— begin Records to process —
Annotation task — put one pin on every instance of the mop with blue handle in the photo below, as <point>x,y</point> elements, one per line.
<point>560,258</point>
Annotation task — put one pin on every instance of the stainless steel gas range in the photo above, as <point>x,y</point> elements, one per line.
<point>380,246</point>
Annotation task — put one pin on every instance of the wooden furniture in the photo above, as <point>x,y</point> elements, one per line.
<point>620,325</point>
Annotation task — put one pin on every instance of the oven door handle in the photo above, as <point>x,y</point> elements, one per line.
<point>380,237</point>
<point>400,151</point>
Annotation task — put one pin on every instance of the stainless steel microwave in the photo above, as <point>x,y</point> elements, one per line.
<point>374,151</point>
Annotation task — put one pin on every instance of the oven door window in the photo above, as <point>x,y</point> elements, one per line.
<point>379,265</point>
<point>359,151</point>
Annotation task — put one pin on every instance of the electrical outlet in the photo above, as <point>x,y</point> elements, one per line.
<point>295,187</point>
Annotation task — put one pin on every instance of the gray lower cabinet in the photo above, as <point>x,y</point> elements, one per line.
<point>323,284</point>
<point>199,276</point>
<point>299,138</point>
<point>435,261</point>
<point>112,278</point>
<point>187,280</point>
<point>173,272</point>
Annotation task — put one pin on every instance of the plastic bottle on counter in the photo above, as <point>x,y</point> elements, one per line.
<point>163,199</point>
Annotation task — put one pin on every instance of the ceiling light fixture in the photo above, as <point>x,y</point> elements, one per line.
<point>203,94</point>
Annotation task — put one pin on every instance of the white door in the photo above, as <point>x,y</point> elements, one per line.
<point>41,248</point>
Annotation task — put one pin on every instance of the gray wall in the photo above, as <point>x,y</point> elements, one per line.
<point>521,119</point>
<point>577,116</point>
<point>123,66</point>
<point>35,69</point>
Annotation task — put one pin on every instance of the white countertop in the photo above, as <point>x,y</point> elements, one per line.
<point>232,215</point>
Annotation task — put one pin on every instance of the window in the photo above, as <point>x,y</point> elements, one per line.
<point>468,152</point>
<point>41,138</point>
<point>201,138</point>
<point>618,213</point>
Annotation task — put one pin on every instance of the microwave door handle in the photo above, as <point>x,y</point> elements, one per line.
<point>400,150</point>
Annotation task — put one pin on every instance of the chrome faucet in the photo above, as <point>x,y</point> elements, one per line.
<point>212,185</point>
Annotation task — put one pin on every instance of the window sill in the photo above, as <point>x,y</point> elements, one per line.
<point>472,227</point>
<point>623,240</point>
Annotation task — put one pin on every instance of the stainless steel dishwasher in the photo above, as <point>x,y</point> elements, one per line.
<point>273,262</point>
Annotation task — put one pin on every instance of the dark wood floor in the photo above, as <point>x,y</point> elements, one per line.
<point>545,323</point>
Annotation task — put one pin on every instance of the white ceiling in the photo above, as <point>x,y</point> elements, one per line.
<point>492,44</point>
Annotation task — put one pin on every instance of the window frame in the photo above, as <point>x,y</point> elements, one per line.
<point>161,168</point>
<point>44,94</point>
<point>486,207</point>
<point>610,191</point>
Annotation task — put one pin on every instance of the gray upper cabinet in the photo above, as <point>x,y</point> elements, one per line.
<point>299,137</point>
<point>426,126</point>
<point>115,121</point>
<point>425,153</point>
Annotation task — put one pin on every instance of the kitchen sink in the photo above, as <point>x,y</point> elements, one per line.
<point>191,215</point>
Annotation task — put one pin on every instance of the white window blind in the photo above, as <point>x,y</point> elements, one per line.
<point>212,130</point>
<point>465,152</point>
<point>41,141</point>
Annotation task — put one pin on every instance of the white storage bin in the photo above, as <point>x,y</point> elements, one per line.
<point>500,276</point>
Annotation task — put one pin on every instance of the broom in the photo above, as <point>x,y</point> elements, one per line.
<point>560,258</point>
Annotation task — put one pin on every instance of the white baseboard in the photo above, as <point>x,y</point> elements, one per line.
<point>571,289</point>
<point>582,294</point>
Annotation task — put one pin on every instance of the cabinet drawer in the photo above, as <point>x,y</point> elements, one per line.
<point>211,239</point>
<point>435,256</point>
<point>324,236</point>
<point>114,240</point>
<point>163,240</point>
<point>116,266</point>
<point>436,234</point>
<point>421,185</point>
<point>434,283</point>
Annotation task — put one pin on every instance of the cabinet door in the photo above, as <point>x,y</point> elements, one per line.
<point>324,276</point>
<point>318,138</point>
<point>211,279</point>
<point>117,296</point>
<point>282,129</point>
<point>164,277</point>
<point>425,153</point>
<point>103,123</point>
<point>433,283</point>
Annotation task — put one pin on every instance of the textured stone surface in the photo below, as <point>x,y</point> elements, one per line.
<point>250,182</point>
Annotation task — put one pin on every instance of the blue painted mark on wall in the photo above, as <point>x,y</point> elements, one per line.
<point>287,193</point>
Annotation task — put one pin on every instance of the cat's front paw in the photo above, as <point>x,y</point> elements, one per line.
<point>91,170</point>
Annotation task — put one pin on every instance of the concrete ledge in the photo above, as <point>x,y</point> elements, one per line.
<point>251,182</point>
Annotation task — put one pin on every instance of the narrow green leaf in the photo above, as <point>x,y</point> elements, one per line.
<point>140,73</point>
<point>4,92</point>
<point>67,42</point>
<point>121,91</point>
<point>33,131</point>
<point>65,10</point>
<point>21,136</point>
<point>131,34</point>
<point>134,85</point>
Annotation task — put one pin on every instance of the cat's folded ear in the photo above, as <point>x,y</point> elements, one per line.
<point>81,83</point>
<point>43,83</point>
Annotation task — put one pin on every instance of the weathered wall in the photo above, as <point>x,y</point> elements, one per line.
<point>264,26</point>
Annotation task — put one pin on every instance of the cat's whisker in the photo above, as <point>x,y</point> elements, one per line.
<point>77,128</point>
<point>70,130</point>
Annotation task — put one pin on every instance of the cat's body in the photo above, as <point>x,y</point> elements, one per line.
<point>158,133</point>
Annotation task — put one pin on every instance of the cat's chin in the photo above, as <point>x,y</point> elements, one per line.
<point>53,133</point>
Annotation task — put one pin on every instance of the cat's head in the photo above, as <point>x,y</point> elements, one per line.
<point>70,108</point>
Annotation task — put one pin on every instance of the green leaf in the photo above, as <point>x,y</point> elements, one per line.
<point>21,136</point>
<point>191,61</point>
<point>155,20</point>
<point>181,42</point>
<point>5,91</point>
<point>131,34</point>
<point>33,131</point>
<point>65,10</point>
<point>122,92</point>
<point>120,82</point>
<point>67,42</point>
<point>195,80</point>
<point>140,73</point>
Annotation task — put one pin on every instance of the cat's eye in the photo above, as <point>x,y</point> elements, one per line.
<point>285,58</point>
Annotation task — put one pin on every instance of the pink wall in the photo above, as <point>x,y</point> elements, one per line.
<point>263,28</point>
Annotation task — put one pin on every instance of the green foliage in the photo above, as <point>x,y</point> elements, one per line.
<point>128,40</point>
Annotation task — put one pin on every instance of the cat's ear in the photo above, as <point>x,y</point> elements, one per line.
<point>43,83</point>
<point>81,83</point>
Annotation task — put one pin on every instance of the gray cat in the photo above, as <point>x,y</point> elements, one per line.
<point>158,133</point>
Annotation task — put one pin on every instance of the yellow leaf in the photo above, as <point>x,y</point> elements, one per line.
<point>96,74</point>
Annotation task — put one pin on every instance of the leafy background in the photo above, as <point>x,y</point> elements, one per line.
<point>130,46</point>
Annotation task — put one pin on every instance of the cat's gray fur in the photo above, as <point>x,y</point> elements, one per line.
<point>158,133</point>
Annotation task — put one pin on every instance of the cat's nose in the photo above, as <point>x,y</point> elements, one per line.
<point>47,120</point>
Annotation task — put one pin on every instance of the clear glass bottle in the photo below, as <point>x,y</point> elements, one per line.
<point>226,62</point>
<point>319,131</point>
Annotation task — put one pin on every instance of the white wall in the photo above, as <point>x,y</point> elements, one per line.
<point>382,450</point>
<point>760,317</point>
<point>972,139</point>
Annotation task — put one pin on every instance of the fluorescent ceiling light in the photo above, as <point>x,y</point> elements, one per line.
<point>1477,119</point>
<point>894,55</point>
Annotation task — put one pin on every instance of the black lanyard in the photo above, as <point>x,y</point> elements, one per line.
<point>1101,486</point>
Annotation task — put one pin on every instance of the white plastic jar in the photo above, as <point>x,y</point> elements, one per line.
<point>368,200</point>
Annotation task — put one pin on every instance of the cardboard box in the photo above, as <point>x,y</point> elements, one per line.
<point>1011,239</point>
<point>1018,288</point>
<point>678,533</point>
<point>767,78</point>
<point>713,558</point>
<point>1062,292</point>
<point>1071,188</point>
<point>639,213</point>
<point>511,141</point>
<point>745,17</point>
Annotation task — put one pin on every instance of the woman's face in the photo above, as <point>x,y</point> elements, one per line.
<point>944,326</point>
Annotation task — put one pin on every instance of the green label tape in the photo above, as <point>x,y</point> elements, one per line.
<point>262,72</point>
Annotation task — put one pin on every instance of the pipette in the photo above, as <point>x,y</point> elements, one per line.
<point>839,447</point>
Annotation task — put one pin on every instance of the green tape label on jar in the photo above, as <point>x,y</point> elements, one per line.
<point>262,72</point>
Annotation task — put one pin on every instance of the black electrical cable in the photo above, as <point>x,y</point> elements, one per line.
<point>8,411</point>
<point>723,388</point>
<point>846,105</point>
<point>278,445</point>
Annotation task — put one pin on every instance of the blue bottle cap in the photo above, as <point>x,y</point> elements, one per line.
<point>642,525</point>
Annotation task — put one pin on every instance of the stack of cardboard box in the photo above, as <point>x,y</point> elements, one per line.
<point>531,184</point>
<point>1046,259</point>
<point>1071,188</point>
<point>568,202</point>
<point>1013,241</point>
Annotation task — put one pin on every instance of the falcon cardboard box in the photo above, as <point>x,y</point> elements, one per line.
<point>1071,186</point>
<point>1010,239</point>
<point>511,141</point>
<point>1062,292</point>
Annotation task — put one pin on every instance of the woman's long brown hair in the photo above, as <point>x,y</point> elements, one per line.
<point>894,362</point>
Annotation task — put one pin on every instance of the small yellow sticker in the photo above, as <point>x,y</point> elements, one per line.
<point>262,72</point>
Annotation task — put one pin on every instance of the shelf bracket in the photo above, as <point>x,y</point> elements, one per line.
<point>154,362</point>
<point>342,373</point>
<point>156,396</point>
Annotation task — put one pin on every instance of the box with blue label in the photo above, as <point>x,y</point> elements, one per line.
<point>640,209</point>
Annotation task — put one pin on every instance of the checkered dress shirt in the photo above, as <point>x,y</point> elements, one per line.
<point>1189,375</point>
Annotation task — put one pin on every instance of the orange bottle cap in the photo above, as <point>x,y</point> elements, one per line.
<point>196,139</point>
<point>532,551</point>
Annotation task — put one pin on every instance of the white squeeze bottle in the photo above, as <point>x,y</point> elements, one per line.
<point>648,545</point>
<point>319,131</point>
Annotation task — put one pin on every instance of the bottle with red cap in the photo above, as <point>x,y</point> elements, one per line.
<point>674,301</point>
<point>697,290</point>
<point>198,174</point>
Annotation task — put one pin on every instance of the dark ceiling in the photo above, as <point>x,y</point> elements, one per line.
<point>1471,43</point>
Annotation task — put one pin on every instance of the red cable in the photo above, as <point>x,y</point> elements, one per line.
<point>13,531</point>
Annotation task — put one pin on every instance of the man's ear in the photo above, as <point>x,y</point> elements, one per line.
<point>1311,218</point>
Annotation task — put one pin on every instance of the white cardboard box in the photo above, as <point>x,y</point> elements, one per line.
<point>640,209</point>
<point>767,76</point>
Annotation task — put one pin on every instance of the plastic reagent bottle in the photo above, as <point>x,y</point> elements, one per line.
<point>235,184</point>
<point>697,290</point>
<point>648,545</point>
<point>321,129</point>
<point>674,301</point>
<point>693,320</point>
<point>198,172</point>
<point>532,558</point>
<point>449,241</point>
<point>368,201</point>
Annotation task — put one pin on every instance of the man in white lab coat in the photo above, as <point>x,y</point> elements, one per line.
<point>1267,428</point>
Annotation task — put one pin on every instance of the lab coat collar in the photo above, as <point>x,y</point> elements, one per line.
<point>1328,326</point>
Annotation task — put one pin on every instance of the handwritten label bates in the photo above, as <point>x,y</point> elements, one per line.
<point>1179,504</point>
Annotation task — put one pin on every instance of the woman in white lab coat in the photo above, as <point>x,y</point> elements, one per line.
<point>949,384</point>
— end Records to process —
Do this:
Please reproduce the data above, starting with the line that contains "the dark ceiling" and going on through the final line of the data.

Solution to this exercise:
Annotation task — put one pin on every instance of the dark ceiling in the photo above, as <point>x,y</point> elements, one per line.
<point>1471,43</point>
Annotation task — put one pin on every instance of the red cable in the photo above, as <point>x,y</point> elements, one per line.
<point>13,531</point>
Annotation task — put one pin on every instance of the man's ear in the photo above, as <point>x,y</point> elements, one per line.
<point>1311,218</point>
Annotation task — put one pin on every instance of the white cardboard box in the photo above, as <point>x,y</point> elements, one per line.
<point>640,209</point>
<point>767,76</point>
Annotation task — put one pin on every instance of the plastic reagent bottle in the photo above, as <point>x,y</point> elements, one per line.
<point>235,184</point>
<point>697,290</point>
<point>648,545</point>
<point>321,129</point>
<point>674,301</point>
<point>693,320</point>
<point>198,172</point>
<point>532,558</point>
<point>449,241</point>
<point>368,201</point>
Annotation task — put one pin on every instance of the man in white lab coat in the photo above, as <point>x,y</point> elements, one per line.
<point>1267,428</point>
Annotation task — put one pin on every instance of the lab coat collar in the photo above, as <point>x,y</point> elements, one per line.
<point>1328,326</point>
Annotation task — put one pin on every instance of the handwritten label bates in the photo above, as <point>x,y</point> elements, one per line.
<point>1179,504</point>
Annotation task — put one pin on every instance of the woman in white lab coat in the photo above, as <point>x,y</point> elements, one per line.
<point>949,384</point>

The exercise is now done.